▸ DO THIS: Can you quote the lines below exactly, starting at the line with "of the gray" and going through the last one?

BEGIN RECORDS

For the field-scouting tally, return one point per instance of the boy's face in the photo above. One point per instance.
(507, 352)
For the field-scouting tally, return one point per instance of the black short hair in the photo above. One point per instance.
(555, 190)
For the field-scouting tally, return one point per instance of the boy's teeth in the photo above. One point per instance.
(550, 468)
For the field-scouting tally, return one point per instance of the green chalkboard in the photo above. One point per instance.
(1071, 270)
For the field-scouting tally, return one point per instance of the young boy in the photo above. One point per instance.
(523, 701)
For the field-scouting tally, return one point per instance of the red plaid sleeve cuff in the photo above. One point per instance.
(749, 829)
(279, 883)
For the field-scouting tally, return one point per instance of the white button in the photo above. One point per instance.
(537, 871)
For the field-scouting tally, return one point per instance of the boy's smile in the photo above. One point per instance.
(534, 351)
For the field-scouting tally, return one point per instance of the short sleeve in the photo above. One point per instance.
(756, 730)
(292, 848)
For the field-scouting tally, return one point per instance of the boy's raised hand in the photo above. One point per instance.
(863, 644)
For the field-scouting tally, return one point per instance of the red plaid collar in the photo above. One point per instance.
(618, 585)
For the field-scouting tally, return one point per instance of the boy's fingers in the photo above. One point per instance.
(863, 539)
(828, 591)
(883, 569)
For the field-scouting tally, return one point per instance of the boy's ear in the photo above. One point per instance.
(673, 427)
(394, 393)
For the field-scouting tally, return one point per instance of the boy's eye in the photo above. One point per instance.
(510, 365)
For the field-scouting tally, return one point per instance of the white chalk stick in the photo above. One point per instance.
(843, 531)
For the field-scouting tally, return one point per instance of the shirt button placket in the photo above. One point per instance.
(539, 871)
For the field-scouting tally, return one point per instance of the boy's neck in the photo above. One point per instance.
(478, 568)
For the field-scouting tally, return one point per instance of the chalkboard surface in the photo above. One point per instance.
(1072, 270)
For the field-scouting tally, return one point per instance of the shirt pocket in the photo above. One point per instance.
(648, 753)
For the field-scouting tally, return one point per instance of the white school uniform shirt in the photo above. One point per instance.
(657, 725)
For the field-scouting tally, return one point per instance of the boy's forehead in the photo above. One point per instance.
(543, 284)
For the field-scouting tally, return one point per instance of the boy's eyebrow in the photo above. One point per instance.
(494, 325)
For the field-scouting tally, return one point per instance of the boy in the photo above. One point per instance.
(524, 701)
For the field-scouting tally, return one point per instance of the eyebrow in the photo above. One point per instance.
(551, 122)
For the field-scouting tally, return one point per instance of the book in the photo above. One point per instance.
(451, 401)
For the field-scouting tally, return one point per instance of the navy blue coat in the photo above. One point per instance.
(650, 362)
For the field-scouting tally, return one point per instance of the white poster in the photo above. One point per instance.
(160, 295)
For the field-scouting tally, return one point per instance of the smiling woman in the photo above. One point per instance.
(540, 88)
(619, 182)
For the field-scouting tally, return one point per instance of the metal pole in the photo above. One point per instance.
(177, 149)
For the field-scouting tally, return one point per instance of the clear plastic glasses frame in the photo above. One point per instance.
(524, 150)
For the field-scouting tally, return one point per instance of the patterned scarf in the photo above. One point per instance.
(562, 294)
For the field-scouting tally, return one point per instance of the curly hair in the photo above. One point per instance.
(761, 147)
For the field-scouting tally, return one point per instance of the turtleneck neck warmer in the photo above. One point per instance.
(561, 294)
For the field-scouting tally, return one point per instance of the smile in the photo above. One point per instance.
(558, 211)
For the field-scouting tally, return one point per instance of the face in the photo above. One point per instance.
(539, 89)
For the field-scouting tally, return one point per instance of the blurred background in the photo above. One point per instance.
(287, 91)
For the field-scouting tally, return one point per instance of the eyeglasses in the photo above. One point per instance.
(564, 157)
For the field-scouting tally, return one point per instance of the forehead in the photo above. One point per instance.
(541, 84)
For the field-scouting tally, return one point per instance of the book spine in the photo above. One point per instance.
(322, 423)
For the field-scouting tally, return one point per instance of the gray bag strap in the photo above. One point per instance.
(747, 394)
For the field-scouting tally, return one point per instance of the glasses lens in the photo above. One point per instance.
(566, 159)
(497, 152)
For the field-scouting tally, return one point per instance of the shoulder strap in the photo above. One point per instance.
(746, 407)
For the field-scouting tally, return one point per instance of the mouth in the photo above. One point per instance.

END RECORDS

▸ EXERCISE SOLUTION:
For the field-scouting tally, return one point per instance of the gray bag strap in the photo above. One point per instance.
(747, 394)
For the field-scouting tally, return one point per instance of the glasses lens in the photo above. One point per instance.
(566, 159)
(497, 152)
For the field-scouting tally, return one point per instance of the shoulder strap in the photo above. One point per instance.
(746, 407)
For the field-scouting tally, return one point per instance of the mouth in the photo above. One point per instance.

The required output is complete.